_WORK TO BE COMPLETED:_
Rewrite the rows below, changing every "HIT" to "task" and leaving everything else unchanged.

_DATASET RECORDS:_
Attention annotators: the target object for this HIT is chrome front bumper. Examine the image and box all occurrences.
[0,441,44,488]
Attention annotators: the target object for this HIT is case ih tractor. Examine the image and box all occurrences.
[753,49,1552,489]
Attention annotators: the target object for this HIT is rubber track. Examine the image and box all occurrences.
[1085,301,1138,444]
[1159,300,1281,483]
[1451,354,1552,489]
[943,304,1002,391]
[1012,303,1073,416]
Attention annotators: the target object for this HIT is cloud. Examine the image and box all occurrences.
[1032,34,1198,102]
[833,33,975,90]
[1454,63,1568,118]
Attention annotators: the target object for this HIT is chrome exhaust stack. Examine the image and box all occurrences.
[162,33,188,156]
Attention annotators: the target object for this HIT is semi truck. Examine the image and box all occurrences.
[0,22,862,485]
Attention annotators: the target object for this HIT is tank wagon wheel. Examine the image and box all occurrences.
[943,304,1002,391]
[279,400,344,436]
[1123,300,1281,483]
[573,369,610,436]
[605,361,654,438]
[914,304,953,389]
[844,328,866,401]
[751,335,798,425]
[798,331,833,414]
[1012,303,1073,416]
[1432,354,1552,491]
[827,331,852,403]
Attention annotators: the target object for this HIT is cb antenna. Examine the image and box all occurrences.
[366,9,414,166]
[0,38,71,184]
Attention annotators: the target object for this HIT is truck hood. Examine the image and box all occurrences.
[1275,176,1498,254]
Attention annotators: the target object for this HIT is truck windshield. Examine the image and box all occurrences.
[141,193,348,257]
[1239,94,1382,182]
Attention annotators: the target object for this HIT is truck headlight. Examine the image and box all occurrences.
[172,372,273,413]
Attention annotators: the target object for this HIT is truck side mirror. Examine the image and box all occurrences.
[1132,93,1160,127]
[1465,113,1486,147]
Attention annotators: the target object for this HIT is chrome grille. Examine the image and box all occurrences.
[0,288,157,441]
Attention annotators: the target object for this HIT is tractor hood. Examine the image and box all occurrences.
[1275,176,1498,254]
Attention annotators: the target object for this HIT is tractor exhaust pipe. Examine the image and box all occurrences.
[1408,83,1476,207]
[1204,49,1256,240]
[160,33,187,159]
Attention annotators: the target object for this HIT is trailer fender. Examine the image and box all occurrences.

_RESPONSE TO THE TASK:_
Attention annotators: the target object for this task is chrome front bumper. Examine the image and box all occurrences.
[0,441,44,488]
Attention annotators: the target object for this task is case ih tractor. Examine the image and box all occurrences.
[753,49,1552,489]
Attention annotators: the target object for this task is rubber track. Examine the image and box all occurrences.
[1085,301,1138,444]
[1159,300,1281,483]
[1451,354,1552,489]
[943,304,1002,391]
[1012,303,1073,416]
Attention annotators: the target object for this task is cloud. Examine the image and box all occurrences.
[1032,34,1198,102]
[833,33,975,90]
[1454,63,1568,118]
Attention annotators: the target object for this task is chrome exhaust stack. Examine the image and box all occurrences.
[162,33,188,156]
Attention annotators: the target object for this task is semi truck. Examine the image and box all occurrences.
[0,22,862,485]
Attention annotators: the target object for this task is tank wagon wheel. Examine the image and box all occurrences.
[943,304,1002,391]
[279,400,344,436]
[1123,300,1281,483]
[573,369,610,436]
[605,361,654,438]
[914,304,953,389]
[844,328,866,401]
[751,335,798,425]
[798,331,833,414]
[1012,303,1073,416]
[1432,354,1552,491]
[827,331,852,403]
Attention annotators: the target object for this task is cb antenna. Examine the image and box all occurrences.
[366,9,414,166]
[0,38,71,184]
Attention annotators: the target object for this task is truck hood. Examine the image and box all occurrences.
[1275,176,1498,254]
Attention annotators: the target object for this task is truck windshield. Examine the image and box all occurrences.
[141,193,348,257]
[1239,94,1382,182]
Attention annotators: the target object for this task is truck headlight. Examine the image and box all occurrences.
[172,372,273,413]
Attention annotators: the target object for this task is truck side mirror. Examine the image and box all occurrences.
[1132,93,1160,127]
[1465,113,1486,147]
Attention annotators: the target object for this task is chrome grille. Examine the image and box all occurrences.
[0,288,157,441]
Attention annotators: the target object for this task is tractor hood. Examine the image and box all occurrences.
[1275,176,1498,254]
Attention annotators: the target object for this task is tractor exhaust pipe. Examine the image and box all occurrences.
[1408,83,1476,207]
[1204,49,1256,240]
[160,33,187,159]
Attention annotators: the target object for this task is trailer fender. Examine the image and box all occurrences.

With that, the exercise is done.